Exercise inputs START

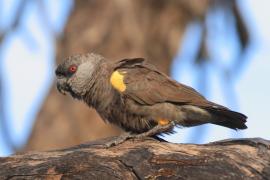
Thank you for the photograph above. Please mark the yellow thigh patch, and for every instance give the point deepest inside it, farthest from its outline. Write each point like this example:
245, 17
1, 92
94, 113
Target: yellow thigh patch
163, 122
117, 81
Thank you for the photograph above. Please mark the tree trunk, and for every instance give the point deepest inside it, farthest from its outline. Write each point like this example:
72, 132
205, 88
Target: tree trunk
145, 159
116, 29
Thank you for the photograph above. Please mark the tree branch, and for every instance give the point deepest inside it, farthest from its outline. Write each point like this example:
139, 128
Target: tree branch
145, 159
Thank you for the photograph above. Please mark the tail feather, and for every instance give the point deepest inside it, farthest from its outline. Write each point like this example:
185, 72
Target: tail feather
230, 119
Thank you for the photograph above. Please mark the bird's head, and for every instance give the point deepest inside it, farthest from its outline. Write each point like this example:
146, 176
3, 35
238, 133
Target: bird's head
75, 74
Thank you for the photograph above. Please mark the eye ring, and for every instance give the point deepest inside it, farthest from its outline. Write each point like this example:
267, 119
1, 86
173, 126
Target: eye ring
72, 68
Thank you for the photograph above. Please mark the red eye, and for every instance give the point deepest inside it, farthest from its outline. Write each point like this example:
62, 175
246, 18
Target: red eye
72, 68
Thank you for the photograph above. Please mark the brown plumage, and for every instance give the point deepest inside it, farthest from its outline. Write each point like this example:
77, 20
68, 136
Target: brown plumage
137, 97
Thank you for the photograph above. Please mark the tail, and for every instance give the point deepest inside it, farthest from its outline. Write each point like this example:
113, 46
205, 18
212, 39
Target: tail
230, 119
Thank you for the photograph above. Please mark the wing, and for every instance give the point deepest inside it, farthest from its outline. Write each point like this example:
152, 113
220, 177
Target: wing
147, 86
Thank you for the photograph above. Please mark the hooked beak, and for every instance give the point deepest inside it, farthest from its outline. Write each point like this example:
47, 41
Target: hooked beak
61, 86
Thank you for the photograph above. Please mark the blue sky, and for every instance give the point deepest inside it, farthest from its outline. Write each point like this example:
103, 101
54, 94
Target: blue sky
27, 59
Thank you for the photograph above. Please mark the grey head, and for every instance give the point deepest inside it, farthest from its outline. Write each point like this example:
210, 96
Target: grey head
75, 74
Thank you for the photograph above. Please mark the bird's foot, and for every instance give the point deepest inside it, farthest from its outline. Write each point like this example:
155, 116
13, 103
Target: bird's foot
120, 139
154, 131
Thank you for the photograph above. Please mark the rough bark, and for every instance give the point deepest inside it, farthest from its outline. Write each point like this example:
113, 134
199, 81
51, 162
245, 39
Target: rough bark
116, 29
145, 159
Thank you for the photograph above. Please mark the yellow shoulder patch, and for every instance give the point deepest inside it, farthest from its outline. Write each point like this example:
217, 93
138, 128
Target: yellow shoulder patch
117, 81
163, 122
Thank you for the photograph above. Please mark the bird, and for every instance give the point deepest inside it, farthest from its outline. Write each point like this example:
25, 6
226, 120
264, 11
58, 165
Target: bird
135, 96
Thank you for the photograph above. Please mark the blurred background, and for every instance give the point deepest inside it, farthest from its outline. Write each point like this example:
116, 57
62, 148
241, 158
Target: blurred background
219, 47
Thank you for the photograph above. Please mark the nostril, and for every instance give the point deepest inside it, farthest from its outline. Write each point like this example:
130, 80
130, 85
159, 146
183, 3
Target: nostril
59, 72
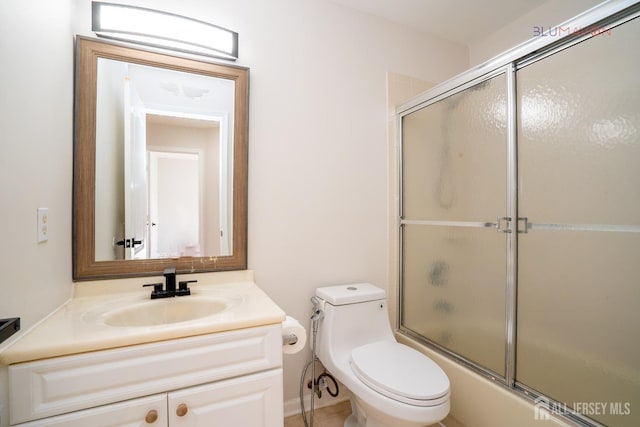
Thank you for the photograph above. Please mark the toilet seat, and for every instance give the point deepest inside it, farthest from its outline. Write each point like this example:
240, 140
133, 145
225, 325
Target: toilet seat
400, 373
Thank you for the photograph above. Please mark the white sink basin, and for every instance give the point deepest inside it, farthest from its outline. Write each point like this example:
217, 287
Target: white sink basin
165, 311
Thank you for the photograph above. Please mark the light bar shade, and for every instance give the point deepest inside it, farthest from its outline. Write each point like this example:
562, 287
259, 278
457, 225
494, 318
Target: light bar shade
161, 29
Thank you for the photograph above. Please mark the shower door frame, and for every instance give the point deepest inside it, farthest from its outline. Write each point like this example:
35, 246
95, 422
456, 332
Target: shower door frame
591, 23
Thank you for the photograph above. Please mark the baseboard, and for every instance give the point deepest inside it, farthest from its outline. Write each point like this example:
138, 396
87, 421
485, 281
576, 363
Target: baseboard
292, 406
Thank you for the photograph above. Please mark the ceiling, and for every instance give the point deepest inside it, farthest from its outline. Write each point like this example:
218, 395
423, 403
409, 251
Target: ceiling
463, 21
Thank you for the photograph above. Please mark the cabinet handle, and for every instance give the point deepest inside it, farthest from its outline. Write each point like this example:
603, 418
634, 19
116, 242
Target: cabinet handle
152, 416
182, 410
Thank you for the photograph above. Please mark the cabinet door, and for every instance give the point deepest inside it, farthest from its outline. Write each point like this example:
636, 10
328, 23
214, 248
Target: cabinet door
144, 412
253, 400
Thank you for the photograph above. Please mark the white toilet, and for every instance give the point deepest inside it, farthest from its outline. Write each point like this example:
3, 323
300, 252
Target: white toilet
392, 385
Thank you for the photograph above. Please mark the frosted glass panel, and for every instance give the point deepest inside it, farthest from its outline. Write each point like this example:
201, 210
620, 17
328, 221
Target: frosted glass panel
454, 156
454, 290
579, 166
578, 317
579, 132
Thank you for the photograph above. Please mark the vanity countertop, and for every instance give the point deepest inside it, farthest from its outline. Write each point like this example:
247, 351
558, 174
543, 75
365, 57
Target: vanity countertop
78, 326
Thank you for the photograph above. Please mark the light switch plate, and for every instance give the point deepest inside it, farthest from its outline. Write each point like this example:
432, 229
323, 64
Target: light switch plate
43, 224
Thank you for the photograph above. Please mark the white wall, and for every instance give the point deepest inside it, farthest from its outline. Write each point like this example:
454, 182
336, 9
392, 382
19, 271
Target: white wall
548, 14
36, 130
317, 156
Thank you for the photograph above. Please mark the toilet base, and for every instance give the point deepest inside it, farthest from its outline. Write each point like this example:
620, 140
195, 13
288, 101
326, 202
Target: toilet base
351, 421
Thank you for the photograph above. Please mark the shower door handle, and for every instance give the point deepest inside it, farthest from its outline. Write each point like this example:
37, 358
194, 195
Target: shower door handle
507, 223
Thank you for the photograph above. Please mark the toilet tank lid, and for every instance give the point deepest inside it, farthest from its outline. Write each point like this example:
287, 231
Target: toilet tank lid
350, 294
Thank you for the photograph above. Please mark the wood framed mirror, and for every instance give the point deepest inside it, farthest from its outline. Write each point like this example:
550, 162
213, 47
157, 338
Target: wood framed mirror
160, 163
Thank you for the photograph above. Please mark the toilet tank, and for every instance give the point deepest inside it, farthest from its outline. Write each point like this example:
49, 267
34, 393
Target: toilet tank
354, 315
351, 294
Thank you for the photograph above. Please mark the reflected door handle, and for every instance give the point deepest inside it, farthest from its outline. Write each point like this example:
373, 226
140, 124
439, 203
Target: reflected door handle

Exercise inputs END

[Exercise instructions]
From the entries, copy every line in which the string "reflected" can be found.

[Problem solution]
Thank you for the photograph above. Please mark the reflected door handle, and for every instance give the point deepest inside it, farthest from its outline. Write each point like this example:
Target: reflected door handle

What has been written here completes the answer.